# Task to complete:
For the entries that appear below, write out the exact text and omit the pictures.

#### Supplied information

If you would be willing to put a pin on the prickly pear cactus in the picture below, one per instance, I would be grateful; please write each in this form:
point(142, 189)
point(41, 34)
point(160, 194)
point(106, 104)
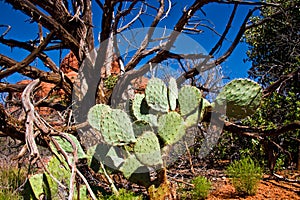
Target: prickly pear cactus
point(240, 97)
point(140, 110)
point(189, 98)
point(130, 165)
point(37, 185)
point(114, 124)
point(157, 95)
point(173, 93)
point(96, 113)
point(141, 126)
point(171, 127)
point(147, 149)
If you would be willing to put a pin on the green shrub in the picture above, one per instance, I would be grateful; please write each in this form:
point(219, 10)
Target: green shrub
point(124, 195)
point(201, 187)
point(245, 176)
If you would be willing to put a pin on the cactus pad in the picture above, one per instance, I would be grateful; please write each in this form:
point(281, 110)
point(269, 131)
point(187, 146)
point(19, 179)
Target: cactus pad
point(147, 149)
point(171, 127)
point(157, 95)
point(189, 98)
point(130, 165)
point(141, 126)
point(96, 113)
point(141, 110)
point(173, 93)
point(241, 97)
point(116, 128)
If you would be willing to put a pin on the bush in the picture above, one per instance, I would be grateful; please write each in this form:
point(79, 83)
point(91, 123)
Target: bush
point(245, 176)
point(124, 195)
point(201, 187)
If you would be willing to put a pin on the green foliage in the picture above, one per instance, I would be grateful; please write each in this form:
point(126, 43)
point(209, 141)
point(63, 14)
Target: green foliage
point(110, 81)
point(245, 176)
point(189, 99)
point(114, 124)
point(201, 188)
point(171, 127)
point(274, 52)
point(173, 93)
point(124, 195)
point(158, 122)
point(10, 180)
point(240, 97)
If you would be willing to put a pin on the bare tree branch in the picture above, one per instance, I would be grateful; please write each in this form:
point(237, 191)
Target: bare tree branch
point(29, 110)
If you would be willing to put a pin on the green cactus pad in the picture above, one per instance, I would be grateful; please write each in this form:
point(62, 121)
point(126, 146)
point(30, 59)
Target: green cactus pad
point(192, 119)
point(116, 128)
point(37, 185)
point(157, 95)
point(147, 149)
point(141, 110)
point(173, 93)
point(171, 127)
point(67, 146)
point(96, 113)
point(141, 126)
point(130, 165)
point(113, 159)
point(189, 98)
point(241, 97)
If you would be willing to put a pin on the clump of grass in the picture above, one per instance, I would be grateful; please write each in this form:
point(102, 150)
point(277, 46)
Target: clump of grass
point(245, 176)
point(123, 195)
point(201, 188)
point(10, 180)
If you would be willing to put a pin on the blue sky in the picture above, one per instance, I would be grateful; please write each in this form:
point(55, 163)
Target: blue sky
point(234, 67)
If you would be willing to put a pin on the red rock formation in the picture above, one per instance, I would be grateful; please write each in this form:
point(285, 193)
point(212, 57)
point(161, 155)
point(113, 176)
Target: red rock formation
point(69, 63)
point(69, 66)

########

# Exercise answer:
If you would be willing to put a pin on the prickly pear cactus in the picture below, one per instance, I would be grateful; please write each in this form:
point(142, 189)
point(41, 34)
point(160, 194)
point(106, 104)
Target: prickly pear cactus
point(240, 97)
point(140, 110)
point(189, 98)
point(130, 165)
point(37, 185)
point(114, 124)
point(157, 95)
point(173, 93)
point(96, 113)
point(141, 126)
point(171, 127)
point(147, 149)
If you would be willing to put a pin on the green shrub in the picture above, one per instance, I would be grateful; please write each in this form:
point(219, 10)
Target: green shrub
point(124, 195)
point(201, 187)
point(245, 176)
If you would be willing to put a pin on the cactus pad in the picture above, one per instance, I would be grateful; please write each in this form:
point(281, 110)
point(269, 131)
point(187, 146)
point(19, 179)
Target: cactus pad
point(147, 149)
point(171, 127)
point(157, 95)
point(189, 98)
point(130, 165)
point(141, 126)
point(96, 113)
point(141, 110)
point(173, 93)
point(241, 97)
point(116, 128)
If you would be willing to put a pin on the bush in the picture above, one per instance, I would be grateful; please write each in this form:
point(79, 83)
point(91, 123)
Target: bush
point(245, 176)
point(124, 195)
point(201, 187)
If you would be willing to put a pin on the green foliage in the picture above, one per instance, I would be grateful; please write each in this form:
point(126, 43)
point(209, 141)
point(63, 14)
Target: green foliage
point(110, 81)
point(245, 176)
point(189, 99)
point(114, 124)
point(201, 188)
point(171, 127)
point(274, 52)
point(173, 93)
point(124, 195)
point(158, 122)
point(10, 180)
point(240, 97)
If you would be willing to put a pin on the bare tree branch in the picture above, one per instance, I would be grateful; please write each in this form:
point(237, 191)
Target: bare tree branch
point(29, 110)
If you would be willing to put a pin on the green cactus pad in the picture above, one per instance, I would be grateful; please write each in this form:
point(62, 121)
point(126, 146)
point(30, 59)
Target: green cactus pad
point(192, 119)
point(116, 128)
point(37, 185)
point(157, 95)
point(147, 149)
point(141, 110)
point(173, 93)
point(171, 127)
point(67, 146)
point(96, 113)
point(141, 126)
point(130, 165)
point(113, 159)
point(189, 98)
point(241, 97)
If you would be willing to put a pin on the clump of grass in the picture above, one per instance, I would be grateful; please write each in this form:
point(102, 150)
point(277, 46)
Target: clump of grass
point(245, 176)
point(123, 195)
point(201, 188)
point(10, 180)
If you would be willing to put a pin on the blue sky in the picture above, one per instance, I would be grateful; please write each in this form:
point(55, 163)
Target: blue sky
point(234, 67)
If you would be willing to put a pin on the red rock formation in the picture above, one per instance, I would be grateful; please write each in this form:
point(285, 193)
point(212, 57)
point(161, 155)
point(113, 176)
Target: red rock formation
point(69, 63)
point(69, 66)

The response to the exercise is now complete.